Task objective: Copy the lines below that contain "frame".

[Records from a data source]
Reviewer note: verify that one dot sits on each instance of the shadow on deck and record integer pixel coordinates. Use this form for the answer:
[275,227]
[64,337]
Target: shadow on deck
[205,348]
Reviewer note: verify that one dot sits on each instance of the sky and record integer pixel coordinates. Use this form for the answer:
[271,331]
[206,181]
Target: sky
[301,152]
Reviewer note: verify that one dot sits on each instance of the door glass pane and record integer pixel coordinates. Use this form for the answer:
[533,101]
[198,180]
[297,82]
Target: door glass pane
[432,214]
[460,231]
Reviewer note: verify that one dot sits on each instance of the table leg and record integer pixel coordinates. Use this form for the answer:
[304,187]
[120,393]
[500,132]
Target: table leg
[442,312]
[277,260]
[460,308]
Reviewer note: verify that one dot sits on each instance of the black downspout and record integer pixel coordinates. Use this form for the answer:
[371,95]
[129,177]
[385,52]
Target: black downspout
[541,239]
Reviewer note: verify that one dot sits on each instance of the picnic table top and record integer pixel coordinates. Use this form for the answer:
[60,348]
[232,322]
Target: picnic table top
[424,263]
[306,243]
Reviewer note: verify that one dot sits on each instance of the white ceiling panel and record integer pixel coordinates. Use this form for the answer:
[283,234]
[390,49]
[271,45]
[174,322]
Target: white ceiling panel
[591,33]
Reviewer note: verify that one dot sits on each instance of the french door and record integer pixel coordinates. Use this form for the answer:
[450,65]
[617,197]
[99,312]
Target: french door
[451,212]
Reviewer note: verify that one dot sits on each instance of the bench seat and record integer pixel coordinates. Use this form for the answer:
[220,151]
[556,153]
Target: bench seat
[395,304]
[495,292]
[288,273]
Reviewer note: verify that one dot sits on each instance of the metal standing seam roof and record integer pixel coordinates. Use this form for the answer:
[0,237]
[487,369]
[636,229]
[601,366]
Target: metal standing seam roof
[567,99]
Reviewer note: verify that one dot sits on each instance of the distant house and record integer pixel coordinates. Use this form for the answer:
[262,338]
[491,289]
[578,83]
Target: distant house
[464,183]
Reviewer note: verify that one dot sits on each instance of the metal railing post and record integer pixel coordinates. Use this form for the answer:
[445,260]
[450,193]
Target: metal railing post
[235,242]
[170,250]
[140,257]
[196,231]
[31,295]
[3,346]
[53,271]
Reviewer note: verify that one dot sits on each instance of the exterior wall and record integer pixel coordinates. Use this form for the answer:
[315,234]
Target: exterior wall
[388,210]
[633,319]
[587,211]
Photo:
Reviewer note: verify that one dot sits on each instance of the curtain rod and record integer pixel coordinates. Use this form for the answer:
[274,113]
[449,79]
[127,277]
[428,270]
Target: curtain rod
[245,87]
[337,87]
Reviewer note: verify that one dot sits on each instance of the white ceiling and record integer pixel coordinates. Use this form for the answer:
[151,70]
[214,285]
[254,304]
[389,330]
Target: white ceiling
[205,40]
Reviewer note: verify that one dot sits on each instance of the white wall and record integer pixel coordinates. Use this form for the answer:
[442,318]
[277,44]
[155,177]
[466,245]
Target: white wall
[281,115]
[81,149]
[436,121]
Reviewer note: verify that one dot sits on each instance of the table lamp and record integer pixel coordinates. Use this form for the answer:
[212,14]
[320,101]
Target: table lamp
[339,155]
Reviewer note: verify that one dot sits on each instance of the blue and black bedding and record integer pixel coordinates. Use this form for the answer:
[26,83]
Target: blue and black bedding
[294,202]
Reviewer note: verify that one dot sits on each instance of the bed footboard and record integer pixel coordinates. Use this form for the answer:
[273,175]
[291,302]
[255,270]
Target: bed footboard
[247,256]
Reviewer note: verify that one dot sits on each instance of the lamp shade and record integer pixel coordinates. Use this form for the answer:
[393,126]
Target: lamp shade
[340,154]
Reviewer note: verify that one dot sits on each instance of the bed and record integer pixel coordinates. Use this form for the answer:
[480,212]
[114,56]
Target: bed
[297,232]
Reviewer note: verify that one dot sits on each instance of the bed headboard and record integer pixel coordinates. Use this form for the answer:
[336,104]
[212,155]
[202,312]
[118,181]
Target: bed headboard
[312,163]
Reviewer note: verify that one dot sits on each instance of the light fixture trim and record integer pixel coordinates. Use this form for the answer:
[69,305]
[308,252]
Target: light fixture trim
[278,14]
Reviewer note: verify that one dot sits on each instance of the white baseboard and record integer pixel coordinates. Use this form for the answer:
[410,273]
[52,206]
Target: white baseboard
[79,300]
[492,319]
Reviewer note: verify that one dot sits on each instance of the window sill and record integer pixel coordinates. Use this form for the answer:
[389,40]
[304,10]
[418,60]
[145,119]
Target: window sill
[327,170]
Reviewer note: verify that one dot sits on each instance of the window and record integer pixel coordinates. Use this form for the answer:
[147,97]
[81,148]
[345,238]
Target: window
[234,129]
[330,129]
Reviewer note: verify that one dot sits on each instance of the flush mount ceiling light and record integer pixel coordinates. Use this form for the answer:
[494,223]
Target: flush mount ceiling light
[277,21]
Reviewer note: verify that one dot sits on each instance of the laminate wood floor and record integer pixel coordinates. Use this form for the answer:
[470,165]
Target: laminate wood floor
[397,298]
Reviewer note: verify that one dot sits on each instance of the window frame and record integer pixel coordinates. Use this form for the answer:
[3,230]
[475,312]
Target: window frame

Response below:
Reviewer note: verify that one dot sits on each instance of the window frame and record integer pixel coordinates. Use this form for the answer:
Target: window frame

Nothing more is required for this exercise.